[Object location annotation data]
---+---

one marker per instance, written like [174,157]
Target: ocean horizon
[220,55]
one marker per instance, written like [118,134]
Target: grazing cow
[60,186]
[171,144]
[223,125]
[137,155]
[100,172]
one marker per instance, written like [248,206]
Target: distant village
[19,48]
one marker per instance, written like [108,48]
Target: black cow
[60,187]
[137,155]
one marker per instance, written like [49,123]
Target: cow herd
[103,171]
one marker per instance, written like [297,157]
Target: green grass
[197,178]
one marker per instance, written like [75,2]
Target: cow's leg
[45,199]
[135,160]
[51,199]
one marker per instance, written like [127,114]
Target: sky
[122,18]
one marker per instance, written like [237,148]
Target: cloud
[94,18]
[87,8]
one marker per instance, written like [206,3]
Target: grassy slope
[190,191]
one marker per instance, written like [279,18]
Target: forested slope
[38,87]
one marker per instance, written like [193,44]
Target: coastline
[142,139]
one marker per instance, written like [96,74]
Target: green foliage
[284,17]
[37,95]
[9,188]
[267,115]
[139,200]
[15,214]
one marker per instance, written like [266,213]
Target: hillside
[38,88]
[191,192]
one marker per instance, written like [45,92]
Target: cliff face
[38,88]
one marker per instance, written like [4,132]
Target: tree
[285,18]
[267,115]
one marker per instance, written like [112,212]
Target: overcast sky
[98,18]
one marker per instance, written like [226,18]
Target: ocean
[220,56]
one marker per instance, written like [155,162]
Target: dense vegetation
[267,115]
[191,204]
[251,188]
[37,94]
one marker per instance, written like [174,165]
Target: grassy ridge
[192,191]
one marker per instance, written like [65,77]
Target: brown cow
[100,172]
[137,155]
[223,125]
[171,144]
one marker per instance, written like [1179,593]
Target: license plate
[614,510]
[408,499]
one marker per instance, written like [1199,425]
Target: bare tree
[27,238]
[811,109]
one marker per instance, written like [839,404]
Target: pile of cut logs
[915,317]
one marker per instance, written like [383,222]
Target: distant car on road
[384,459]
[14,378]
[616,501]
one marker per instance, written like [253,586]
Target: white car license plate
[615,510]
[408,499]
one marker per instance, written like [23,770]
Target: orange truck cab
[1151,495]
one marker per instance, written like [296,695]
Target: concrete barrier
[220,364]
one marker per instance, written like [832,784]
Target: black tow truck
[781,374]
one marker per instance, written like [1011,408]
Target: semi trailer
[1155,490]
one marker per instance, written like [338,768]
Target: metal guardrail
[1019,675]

---+---

▶ _GIVEN PROBLEM_: Reproduce verbatim the entries from the line containing "one marker per instance, written like [1179,593]" through the end of the entries, including both ends.

▶ _OUTPUT OF THE TASK_:
one marker per instance, written like [1179,593]
Target: license plate
[614,510]
[408,499]
one marker per instance, written like [1199,425]
Target: bare tree
[27,238]
[811,109]
one marker per instance, written like [839,404]
Target: pile of cut logs
[915,317]
one marker per instance, written like [383,222]
Target: distant car on road
[384,459]
[14,378]
[616,501]
one marker per instance, written like [253,586]
Target: white car license plate
[615,510]
[408,499]
one marker per instance, written like [23,770]
Target: orange truck cab
[1151,495]
one marker per instance, written like [296,695]
Target: concrete barrier
[220,364]
one marker per instance, written like [832,784]
Target: black tow truck
[781,374]
one marker per instance, written like [1011,408]
Target: semi trailer
[1155,490]
one marker per instance, written like [338,768]
Target: metal guardrail
[1019,675]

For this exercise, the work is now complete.